**What to work on**.
Please rewrite the items starting at the line that contains "Where can you find the leather" and ending at the last item, replacing "come across" with "spot" and leaving everything else unchanged.

··········

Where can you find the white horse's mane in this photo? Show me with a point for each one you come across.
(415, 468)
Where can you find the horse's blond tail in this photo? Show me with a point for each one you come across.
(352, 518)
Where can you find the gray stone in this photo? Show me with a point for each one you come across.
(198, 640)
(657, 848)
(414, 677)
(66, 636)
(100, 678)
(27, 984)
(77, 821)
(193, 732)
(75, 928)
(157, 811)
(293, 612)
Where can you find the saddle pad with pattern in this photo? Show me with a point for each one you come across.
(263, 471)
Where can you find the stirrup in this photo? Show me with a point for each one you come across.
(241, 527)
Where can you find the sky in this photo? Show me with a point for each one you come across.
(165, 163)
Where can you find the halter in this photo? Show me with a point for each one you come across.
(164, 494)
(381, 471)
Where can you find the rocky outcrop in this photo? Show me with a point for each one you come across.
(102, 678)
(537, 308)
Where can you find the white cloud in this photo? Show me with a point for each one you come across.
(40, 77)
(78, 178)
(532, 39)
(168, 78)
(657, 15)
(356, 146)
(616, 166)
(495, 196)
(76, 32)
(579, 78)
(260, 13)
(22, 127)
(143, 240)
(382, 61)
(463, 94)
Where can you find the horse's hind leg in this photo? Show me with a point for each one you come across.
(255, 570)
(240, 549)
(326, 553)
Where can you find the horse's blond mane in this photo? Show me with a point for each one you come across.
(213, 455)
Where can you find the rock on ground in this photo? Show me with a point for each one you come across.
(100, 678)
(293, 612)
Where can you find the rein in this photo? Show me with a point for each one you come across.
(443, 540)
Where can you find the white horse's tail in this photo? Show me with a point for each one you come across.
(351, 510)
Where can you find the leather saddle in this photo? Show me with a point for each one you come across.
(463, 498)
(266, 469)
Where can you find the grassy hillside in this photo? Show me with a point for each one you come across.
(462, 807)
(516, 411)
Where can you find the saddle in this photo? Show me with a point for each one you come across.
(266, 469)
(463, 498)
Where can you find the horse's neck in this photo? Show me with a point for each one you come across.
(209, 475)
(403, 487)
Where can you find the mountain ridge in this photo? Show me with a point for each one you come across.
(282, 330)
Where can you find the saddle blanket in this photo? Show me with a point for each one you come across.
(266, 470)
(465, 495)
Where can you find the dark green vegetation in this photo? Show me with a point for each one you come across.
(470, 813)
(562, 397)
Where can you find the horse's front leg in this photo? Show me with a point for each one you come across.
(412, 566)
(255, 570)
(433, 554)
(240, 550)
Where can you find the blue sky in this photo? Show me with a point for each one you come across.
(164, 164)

··········

**Correct response**.
Where can you find the leather saddle in this photo? Show me with a point for each one you spot.
(463, 498)
(266, 469)
Where can you find the grassy hillside in this photo? Show me with a point for each one you spot.
(462, 807)
(516, 411)
Where can you find the saddle in this photo? Show me with a point for each one you spot.
(266, 469)
(463, 498)
Where can you find the horse's neck in this photo? Show me with a point for each one you spot.
(209, 475)
(403, 487)
Where can you find the mountain ridge in this photo? Show me with a point for each one you spot.
(282, 330)
Where can you find the saddle blanket in this photo? Show me with a point for each one you spot.
(266, 470)
(465, 495)
Where can you find the dark green vegetation in this photo? Show me with a point for each one you spot.
(470, 813)
(562, 397)
Where can you find the horse's front leg in this photo? Show me with a point for each one you spot.
(412, 566)
(255, 570)
(433, 554)
(240, 550)
Where can you find the blue sky in this photo? Show me with a point for each one you spot.
(164, 164)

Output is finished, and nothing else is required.